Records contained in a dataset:
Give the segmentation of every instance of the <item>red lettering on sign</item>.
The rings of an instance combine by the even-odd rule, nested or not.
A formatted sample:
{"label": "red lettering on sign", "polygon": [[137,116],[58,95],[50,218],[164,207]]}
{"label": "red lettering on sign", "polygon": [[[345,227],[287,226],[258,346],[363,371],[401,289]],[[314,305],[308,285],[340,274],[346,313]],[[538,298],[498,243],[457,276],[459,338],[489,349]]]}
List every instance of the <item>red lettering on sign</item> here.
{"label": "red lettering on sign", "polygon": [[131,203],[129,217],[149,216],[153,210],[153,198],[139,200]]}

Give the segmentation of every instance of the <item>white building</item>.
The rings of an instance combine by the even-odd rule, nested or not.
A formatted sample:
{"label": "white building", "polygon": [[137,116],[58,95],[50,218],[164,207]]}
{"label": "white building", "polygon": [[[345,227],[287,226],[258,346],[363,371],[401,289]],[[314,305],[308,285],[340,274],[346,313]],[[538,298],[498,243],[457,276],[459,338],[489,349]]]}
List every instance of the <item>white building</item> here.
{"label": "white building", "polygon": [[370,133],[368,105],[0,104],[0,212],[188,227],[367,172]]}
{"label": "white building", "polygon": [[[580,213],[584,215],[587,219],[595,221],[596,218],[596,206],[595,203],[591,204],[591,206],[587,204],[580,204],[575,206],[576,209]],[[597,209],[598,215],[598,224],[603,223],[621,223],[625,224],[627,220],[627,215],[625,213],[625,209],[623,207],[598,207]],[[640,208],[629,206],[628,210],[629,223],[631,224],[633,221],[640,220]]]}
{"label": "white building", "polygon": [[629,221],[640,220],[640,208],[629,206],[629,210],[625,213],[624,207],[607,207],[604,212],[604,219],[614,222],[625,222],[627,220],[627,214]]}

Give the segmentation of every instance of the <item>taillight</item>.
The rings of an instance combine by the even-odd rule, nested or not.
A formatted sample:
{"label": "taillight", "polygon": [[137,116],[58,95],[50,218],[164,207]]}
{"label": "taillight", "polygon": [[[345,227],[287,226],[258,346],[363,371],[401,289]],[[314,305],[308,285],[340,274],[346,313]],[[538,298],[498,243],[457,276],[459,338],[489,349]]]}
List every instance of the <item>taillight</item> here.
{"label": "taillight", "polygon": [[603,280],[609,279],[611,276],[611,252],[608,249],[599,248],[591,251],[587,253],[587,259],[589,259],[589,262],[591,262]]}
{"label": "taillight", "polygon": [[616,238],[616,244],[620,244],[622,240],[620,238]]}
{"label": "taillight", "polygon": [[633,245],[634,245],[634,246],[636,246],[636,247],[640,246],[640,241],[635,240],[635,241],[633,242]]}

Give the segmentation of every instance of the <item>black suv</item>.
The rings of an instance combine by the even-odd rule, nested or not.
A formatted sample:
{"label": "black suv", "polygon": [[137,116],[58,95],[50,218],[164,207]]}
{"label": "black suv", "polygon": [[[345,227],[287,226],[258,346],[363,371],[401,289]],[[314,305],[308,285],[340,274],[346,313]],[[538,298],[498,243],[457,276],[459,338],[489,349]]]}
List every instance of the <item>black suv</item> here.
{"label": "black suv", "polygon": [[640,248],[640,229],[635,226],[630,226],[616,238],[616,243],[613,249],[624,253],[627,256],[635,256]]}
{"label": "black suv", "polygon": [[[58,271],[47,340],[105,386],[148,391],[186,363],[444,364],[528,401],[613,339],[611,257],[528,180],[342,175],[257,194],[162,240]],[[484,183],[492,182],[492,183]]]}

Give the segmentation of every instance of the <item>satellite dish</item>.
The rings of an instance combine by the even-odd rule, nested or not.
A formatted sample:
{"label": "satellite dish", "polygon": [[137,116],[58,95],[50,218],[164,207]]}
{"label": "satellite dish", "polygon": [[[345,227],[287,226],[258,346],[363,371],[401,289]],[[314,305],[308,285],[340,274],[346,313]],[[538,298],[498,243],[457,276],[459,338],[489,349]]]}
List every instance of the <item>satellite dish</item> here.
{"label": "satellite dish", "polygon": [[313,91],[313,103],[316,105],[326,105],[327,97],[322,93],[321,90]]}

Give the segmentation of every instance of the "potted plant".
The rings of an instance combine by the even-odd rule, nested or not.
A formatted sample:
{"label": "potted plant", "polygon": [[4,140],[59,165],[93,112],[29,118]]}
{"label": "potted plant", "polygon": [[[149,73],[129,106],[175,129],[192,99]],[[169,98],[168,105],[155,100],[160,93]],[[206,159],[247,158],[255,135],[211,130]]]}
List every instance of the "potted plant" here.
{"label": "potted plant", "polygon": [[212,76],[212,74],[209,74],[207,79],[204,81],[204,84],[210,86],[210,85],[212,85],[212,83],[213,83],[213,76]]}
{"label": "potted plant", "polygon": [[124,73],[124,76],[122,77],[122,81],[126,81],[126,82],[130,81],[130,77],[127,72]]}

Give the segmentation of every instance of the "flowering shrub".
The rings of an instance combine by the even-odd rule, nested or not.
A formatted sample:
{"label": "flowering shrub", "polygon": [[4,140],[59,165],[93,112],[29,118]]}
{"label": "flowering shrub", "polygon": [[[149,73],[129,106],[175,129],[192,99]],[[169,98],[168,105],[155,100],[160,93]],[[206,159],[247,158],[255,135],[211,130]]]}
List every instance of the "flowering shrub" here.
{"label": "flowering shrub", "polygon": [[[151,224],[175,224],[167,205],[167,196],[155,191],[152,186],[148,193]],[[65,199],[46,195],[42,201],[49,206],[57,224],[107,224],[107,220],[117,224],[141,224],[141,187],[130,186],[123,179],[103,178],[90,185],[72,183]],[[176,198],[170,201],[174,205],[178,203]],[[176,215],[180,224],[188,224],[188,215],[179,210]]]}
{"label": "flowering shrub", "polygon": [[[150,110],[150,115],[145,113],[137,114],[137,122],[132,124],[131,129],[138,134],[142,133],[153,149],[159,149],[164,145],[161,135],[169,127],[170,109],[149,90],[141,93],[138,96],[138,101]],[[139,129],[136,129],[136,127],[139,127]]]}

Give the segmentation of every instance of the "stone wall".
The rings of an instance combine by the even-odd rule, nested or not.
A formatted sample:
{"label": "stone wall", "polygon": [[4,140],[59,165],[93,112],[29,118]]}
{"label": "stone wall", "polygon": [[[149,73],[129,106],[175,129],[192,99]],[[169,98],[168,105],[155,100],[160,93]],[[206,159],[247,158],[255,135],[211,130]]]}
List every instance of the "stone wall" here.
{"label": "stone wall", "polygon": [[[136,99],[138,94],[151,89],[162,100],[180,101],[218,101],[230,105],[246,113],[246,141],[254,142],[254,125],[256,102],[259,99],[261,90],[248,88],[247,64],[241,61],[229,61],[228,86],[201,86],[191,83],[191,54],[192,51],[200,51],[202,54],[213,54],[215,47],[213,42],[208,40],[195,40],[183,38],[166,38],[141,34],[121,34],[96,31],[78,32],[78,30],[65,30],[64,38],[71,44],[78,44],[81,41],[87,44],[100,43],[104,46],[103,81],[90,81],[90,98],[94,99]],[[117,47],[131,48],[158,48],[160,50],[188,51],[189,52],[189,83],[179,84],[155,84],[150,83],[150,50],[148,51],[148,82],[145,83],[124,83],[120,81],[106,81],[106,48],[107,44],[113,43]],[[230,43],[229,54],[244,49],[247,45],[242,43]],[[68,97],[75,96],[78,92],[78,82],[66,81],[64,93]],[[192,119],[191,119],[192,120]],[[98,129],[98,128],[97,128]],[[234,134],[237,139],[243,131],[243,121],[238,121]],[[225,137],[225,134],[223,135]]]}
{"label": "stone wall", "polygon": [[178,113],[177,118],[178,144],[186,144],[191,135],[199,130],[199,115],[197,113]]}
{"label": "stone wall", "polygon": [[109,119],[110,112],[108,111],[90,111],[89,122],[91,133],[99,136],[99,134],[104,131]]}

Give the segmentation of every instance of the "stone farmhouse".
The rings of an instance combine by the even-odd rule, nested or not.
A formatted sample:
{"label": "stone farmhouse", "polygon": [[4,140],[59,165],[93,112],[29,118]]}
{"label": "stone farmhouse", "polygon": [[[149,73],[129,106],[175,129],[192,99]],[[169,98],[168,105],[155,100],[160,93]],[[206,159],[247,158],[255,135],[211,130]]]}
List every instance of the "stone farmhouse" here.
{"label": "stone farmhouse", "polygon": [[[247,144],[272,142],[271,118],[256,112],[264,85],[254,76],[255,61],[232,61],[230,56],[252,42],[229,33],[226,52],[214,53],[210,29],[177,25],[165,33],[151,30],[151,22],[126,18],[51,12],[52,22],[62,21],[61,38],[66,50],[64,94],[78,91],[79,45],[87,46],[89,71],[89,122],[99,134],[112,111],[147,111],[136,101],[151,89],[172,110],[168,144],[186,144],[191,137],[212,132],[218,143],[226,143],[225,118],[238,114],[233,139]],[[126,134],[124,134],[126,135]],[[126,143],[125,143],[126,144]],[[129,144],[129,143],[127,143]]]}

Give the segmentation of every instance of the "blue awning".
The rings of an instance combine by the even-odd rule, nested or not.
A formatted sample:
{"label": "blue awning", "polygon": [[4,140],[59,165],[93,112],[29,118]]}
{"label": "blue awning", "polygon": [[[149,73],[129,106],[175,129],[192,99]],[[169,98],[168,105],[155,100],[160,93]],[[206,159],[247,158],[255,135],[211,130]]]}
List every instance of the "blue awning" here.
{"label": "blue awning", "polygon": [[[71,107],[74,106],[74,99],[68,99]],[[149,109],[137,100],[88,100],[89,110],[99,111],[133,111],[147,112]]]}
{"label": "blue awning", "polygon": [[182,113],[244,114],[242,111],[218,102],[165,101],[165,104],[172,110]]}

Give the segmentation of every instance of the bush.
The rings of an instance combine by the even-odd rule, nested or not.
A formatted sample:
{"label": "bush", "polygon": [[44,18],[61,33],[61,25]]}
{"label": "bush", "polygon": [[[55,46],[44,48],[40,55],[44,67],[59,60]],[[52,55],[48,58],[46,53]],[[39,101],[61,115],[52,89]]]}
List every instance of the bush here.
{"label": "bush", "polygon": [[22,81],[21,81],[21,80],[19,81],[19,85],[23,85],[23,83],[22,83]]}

> _What is being asked_
Report each line in the preceding entries that holds the string "segmentation".

> _Written answer_
Give the segmentation of every instance of the <item>red lettering on sign</item>.
Give the segmentation of every instance of the <item>white building</item>.
Give the segmentation of every instance of the <item>taillight</item>.
Give the segmentation of every instance of the <item>black suv</item>.
Give the segmentation of every instance of the <item>satellite dish</item>.
Give the segmentation of every instance of the "potted plant".
Give the segmentation of every instance of the "flowering shrub".
Give the segmentation of every instance of the "stone wall".
Give the segmentation of every instance of the "stone farmhouse".
Give the segmentation of every instance of the "blue awning".
Give the segmentation of every instance of the bush.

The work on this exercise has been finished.